■ WHAT THE TASK ASKS
Each entry must be given again exactly; images do not belong in the copy.

■ MATERIAL FOR THE TASK
* * *

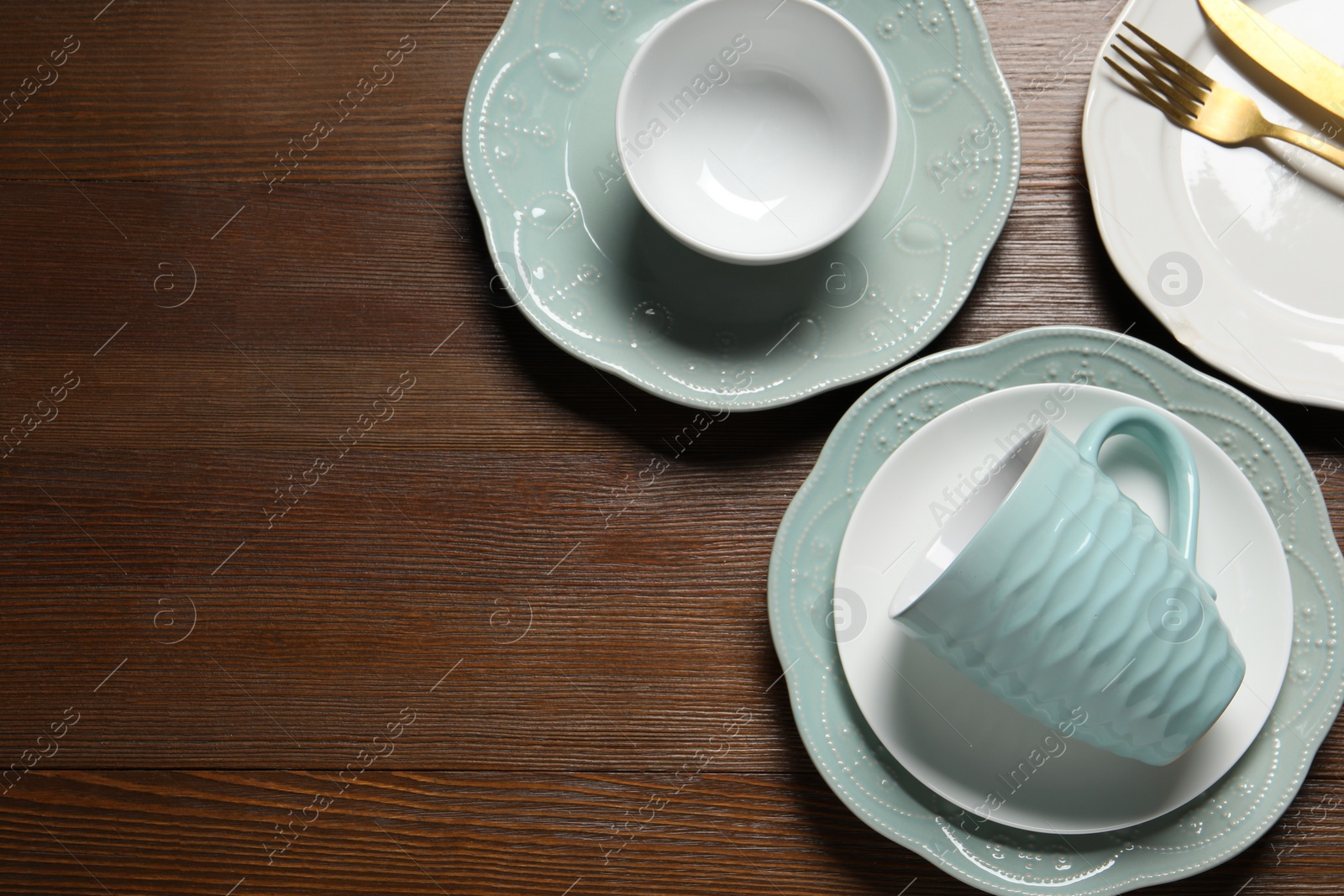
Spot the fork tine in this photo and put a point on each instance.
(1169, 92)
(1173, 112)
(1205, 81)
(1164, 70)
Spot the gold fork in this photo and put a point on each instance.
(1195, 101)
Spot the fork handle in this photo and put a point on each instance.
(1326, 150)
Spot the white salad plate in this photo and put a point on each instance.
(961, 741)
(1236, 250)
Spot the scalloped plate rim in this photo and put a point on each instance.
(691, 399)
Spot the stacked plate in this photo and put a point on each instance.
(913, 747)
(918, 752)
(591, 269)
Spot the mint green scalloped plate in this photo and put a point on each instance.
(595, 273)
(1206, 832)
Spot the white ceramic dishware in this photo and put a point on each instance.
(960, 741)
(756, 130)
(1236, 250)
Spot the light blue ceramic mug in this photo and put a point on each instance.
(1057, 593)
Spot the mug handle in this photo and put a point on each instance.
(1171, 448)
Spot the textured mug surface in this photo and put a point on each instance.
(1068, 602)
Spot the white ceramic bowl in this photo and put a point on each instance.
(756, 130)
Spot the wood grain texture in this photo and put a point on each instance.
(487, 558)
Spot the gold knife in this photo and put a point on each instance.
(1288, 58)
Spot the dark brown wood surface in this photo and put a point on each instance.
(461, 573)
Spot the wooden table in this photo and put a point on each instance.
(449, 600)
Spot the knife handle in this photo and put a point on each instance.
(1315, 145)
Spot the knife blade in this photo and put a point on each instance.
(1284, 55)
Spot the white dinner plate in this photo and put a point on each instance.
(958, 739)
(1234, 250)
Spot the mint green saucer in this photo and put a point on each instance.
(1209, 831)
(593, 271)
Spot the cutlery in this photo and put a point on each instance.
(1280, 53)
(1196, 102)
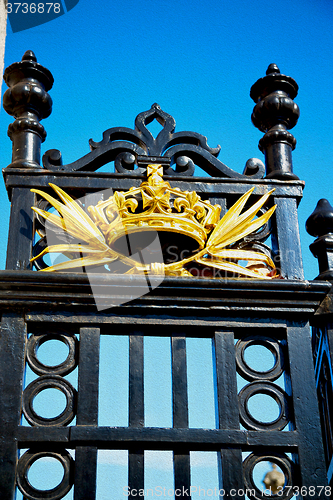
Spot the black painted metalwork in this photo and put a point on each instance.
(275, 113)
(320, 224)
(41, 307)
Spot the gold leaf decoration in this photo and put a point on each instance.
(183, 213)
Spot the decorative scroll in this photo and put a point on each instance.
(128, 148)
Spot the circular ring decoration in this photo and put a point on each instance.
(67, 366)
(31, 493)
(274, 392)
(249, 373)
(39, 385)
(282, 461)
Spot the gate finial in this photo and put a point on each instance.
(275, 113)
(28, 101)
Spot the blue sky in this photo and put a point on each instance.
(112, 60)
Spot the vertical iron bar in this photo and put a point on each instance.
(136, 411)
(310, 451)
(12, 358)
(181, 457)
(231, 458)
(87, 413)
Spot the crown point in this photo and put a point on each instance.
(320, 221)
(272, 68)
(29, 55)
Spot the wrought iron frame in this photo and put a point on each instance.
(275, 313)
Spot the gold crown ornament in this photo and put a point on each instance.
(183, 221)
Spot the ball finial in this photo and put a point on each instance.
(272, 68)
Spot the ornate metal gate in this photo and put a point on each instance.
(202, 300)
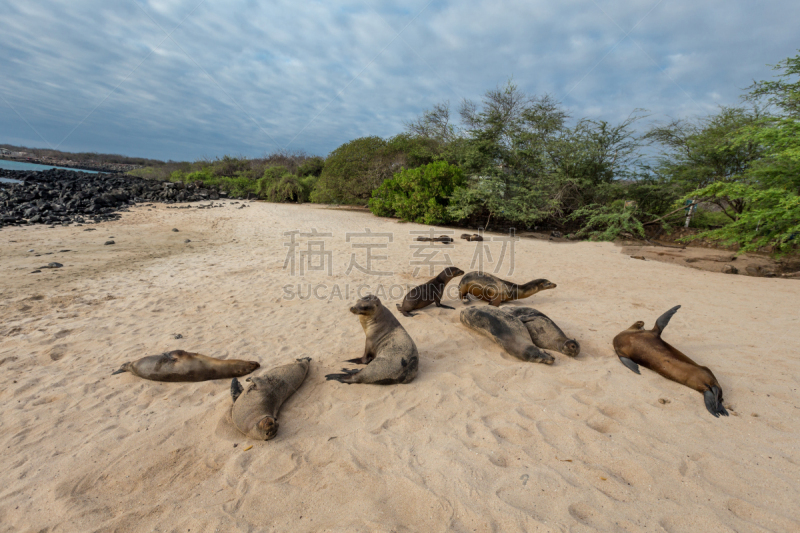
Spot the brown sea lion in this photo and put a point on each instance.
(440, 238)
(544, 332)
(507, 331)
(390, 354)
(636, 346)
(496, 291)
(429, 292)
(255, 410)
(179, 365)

* * *

■ WRITTEN SOLUTION
Spot the fork tine in this photo and put a point on each instance.
(1169, 92)
(1173, 112)
(1205, 81)
(1164, 70)
Spot the gold fork in this photo and put a point on each instance.
(1195, 101)
Spot the fork handle in this photo and put a point on each instance.
(1326, 150)
Spot the white salad plate in this photo and put a point on each instance.
(961, 741)
(1236, 250)
Spot the scalloped plate rim in this photo and put a point on each instance.
(691, 399)
Spot the stacked plate in this photo and put a point on each instance.
(913, 747)
(918, 752)
(591, 269)
Spot the mint green scalloped plate in this photo and put a point on each instance.
(595, 273)
(1206, 832)
Spot the white ceramic dishware in this photo and put a point on each instance.
(960, 741)
(756, 130)
(1236, 250)
Spot the light blue ceramic mug in this photo and put a point on each instance.
(1057, 593)
Spot the mug handle in this photo and put a point on each instance.
(1171, 448)
Spot the textured mug surface in this photo and put a point on each instance.
(1068, 602)
Spot the white ceramic bowl in this photo and put a point on each instance.
(756, 130)
Spot the wood grain texture in this photo and put a point on each instance.
(487, 558)
Spot the gold knife in this photo and put a point on each instance.
(1288, 58)
Spot the dark brown wood surface in this photo and put a point on each instance.
(461, 573)
Spot the wooden table in this photo and put a point on each instance.
(449, 600)
Spot the knife handle in this photo and put a point on each instance.
(1315, 145)
Spot the knife blade in this photo and put a point on each instance.
(1284, 55)
Spot the white dinner plate in this photo and put a point on each instance.
(958, 739)
(1234, 250)
Spot the mint green saucer in this photo and put a point on each instance.
(1209, 831)
(593, 271)
Spot the cutlery in this photo and put a point on each instance.
(1280, 53)
(1196, 102)
Spot the black painted metalwork in this photo and put a point on each instance.
(275, 113)
(320, 224)
(41, 307)
Spot the gold leaf decoration in this photo and put a point on each instance.
(183, 213)
Spot the decorative scroll in this photo and put a point on each instance.
(128, 148)
Spot the circular ring decoration in this photo and put a point on each instance.
(67, 366)
(31, 493)
(274, 392)
(249, 373)
(39, 385)
(282, 461)
Spot the gate finial in this photo and put a point on each instance.
(275, 113)
(28, 101)
Spot the blue sky in this photo and put a point on each instance.
(112, 60)
Spot the vertical iron bar in this photo and put a point on each instance.
(136, 411)
(310, 451)
(12, 358)
(181, 457)
(231, 458)
(87, 413)
Spot the crown point in this photo and put a point on each instance.
(320, 221)
(272, 68)
(29, 55)
Spot the wrought iron frame in this photo and put a point on each instance.
(275, 313)
Spot the gold crown ornament in this photo and put a point on each instance.
(183, 221)
Spot the ball finial in this photo and put a point on each instance.
(272, 68)
Spot the ornate metal gate in this photo and put a point on each instance.
(202, 300)
Spot the brown sea lion in this photo and put a point on each instance.
(440, 238)
(544, 332)
(507, 331)
(390, 354)
(636, 346)
(496, 291)
(429, 292)
(255, 410)
(179, 365)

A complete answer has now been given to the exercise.